[Exercise prompt] Could you copy out all of the entries exactly?

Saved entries
----

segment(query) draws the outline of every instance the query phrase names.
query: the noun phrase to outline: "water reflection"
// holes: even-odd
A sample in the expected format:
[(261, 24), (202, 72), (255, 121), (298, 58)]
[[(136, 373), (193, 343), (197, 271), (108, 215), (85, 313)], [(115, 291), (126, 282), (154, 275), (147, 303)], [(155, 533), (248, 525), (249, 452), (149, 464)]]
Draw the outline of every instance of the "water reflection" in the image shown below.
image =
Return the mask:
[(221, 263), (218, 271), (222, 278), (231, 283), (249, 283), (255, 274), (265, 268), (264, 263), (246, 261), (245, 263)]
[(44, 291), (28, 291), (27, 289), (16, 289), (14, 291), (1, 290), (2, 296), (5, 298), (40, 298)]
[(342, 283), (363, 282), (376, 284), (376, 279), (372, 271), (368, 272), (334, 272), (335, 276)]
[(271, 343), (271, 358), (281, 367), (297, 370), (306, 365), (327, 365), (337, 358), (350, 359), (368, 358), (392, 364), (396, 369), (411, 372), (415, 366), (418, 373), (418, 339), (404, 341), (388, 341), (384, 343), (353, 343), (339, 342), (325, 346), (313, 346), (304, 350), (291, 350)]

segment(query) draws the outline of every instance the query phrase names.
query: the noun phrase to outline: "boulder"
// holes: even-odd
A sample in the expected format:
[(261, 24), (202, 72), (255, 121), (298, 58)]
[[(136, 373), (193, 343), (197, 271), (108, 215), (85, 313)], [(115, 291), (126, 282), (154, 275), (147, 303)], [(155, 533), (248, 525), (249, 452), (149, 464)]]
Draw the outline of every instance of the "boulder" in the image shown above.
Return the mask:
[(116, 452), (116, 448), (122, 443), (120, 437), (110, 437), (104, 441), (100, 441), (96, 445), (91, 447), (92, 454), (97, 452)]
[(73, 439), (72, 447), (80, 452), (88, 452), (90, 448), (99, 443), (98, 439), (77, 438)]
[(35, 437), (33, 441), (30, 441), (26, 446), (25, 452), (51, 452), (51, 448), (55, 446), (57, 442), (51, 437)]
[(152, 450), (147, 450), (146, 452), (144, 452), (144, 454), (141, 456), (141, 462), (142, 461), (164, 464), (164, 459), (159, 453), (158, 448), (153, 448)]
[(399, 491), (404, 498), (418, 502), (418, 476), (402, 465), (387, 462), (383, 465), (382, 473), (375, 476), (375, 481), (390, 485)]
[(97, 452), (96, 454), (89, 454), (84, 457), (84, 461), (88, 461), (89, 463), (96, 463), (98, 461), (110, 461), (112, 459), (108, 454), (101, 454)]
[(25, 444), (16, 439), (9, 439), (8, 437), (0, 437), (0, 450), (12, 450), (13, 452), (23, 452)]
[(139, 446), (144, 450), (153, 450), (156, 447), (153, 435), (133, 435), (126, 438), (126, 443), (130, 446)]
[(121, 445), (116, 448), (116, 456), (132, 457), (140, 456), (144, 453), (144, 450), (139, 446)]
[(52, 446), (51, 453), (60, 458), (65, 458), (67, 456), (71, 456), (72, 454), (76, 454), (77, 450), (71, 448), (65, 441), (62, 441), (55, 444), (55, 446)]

----

[Solution for this exercise]
segment(query) draws the outline of every instance the query phrase names.
query: the noun phrase to outline: "water reflection"
// holes: even-odd
A sample in the expected format:
[(261, 24), (202, 72), (255, 121), (298, 58)]
[[(136, 373), (193, 343), (197, 271), (108, 215), (85, 313)], [(115, 291), (126, 282), (154, 275), (147, 303)], [(155, 533), (248, 525), (249, 452), (149, 464)]]
Draw the outline of every instance of the "water reflection" in the image shown below.
image =
Return the mask:
[(221, 263), (218, 271), (222, 278), (231, 283), (249, 283), (255, 274), (265, 268), (264, 263), (246, 261), (245, 263)]
[(44, 291), (28, 291), (27, 289), (16, 289), (14, 291), (1, 290), (2, 296), (5, 298), (40, 298)]
[(342, 283), (363, 282), (376, 284), (376, 279), (372, 271), (368, 272), (334, 272), (335, 276)]
[(271, 343), (271, 358), (281, 367), (297, 370), (306, 365), (327, 365), (337, 358), (350, 359), (368, 358), (392, 364), (396, 369), (411, 372), (415, 366), (418, 373), (418, 339), (404, 341), (388, 341), (384, 343), (353, 343), (339, 342), (325, 346), (313, 346), (304, 350), (291, 350)]

segment(query) draws the outline of every instance the query phrase names.
query: the noun phrase to outline: "boulder"
// holes: even-odd
A sample in the expected format:
[(261, 24), (202, 72), (255, 121), (298, 58)]
[[(136, 373), (193, 343), (197, 271), (108, 215), (85, 313)], [(115, 291), (126, 282), (154, 275), (147, 303)], [(155, 533), (248, 525), (249, 452), (149, 464)]]
Draw the outline of every instance of the "boulder" in the image shown above.
Return the mask:
[(116, 452), (116, 448), (122, 443), (120, 437), (110, 437), (104, 441), (100, 441), (96, 445), (91, 447), (92, 454), (97, 452)]
[(73, 439), (72, 447), (80, 452), (88, 452), (90, 448), (99, 443), (98, 439), (77, 438)]
[(35, 437), (33, 441), (30, 441), (26, 446), (25, 452), (51, 452), (51, 448), (55, 446), (57, 442), (51, 437)]
[(152, 450), (147, 450), (146, 452), (144, 452), (144, 454), (141, 456), (141, 462), (142, 461), (164, 464), (164, 459), (159, 453), (158, 448), (153, 448)]
[(399, 491), (404, 498), (418, 502), (418, 476), (402, 465), (387, 462), (383, 465), (382, 473), (375, 476), (375, 481), (390, 485)]
[(97, 452), (96, 454), (89, 454), (84, 457), (84, 461), (88, 461), (89, 463), (96, 463), (98, 461), (110, 461), (112, 459), (108, 454), (101, 454)]
[(25, 444), (16, 439), (9, 439), (8, 437), (0, 437), (0, 450), (12, 450), (13, 452), (23, 452)]
[(139, 446), (144, 450), (153, 450), (156, 447), (153, 435), (133, 435), (126, 438), (126, 443), (130, 446)]
[(121, 445), (116, 448), (116, 456), (132, 457), (140, 456), (144, 453), (144, 450), (139, 446)]
[(52, 446), (51, 453), (60, 458), (65, 458), (67, 456), (71, 456), (72, 454), (76, 454), (77, 450), (71, 448), (65, 441), (62, 441), (55, 444), (55, 446)]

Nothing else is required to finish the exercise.